↓↓↓

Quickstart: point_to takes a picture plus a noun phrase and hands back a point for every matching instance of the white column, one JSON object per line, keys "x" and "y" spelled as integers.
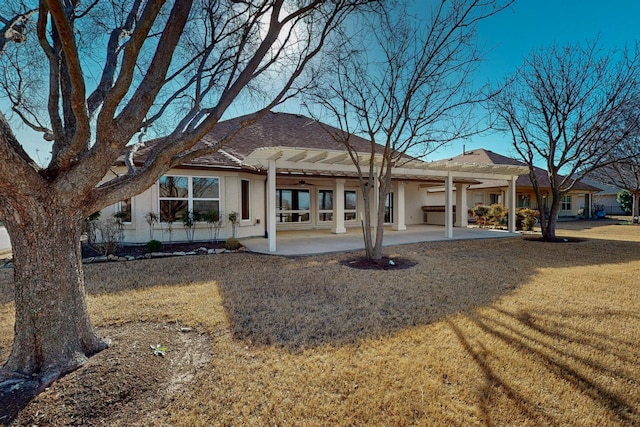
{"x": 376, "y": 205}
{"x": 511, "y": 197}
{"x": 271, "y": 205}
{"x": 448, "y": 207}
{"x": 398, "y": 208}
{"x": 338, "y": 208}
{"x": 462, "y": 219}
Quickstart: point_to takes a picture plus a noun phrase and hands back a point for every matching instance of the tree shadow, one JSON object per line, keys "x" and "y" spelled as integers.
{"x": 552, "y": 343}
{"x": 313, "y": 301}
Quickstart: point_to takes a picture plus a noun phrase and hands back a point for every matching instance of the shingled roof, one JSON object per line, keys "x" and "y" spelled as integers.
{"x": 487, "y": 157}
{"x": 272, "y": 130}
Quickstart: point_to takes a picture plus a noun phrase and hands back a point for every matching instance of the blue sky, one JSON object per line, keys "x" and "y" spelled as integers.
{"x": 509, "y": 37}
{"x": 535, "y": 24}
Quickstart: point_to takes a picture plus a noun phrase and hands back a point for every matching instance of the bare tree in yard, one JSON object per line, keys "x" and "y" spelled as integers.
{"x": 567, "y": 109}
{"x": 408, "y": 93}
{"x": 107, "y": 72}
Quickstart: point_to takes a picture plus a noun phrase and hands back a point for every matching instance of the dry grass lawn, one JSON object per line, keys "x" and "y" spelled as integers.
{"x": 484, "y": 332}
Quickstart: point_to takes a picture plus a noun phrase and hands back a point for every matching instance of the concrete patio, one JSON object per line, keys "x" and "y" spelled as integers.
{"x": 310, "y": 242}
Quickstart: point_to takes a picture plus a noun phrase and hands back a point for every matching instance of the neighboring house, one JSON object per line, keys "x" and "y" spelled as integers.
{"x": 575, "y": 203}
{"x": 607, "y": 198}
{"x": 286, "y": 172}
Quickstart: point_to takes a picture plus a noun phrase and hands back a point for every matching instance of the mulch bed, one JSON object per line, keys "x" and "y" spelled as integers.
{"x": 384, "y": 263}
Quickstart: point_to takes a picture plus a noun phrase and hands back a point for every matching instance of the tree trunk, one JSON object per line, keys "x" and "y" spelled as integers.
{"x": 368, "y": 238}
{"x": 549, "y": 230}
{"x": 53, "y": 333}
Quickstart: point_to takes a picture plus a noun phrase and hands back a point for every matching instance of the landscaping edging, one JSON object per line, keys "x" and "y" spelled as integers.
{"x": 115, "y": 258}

↑↑↑

• _PROBLEM REQUIREMENTS_
Return the material exactly as given, apart from the pictures.

• _WRITTEN REPLY_
Quickstart: point_to takes a picture plus a noun phrase and hands back a point for every matching instance of the white column, one JSON object per line, keys "x" and "y" spelled as integers.
{"x": 376, "y": 205}
{"x": 511, "y": 197}
{"x": 271, "y": 205}
{"x": 448, "y": 207}
{"x": 398, "y": 208}
{"x": 338, "y": 208}
{"x": 462, "y": 219}
Quickstart: point_to takes a picture plus a noun phrase and hands back a point for every matching instance of the tree shadow, one JSON object per line, keys "x" and "y" spelled as integers.
{"x": 552, "y": 343}
{"x": 313, "y": 301}
Quickstart: point_to takes a picture plus a noun phrase and hands back a point for every matching instance of the shingled roof, one JSON object per line, keys "x" and "y" spelled as integers.
{"x": 487, "y": 157}
{"x": 272, "y": 130}
Quickstart: point_to takes a picture plus a noun phrase and hands back a point for every matching instance of the blue sky, one JSON object per line, keys "x" and "y" spelled as integers.
{"x": 509, "y": 37}
{"x": 535, "y": 24}
Quickstart: point_to takes a picture plus a noun phrase and hands back a point for every matching instance of the bare tree in yard, one JSON object per line, keys "x" and "y" spelled as integers.
{"x": 567, "y": 109}
{"x": 408, "y": 93}
{"x": 107, "y": 72}
Quickstart: point_to takes a picture plus a noun phrase and hands back a point for every matching instance of the dry grass lawn, one JSON object per line, keys "x" and "y" spelled as integers.
{"x": 484, "y": 332}
Quickstart: point_to takes a picture plus a noun phrase and hands back a point for every matching instance of the concrete patio, one JSON object per line, keys "x" and "y" spelled as integers.
{"x": 310, "y": 242}
Quickstart: point_to takes a picture plus a noun phrase and hands back a point for every matching instance of the neighboring house, one JSON object per line, keys "x" and "y" spelled as integers.
{"x": 575, "y": 203}
{"x": 607, "y": 198}
{"x": 286, "y": 172}
Quickstart: point_to takes a picture plus a noun phrase and hands back a point for every matching instance of the mulch bed, one JSON object per line, keys "x" and "y" spelled as integers.
{"x": 384, "y": 263}
Quickstart: point_to takes a picture plus a noun phrase and hands back a point for every matching instance of the tree trunk, one JSON object per line, keys "x" and "y" spelled as integers.
{"x": 368, "y": 238}
{"x": 549, "y": 230}
{"x": 53, "y": 333}
Quickstart: point_to takes a picture plus a noun phrase and hands back a point for every matching instance of the landscaping edging, one JSON object per line, keys "x" and "y" spelled as integers.
{"x": 115, "y": 258}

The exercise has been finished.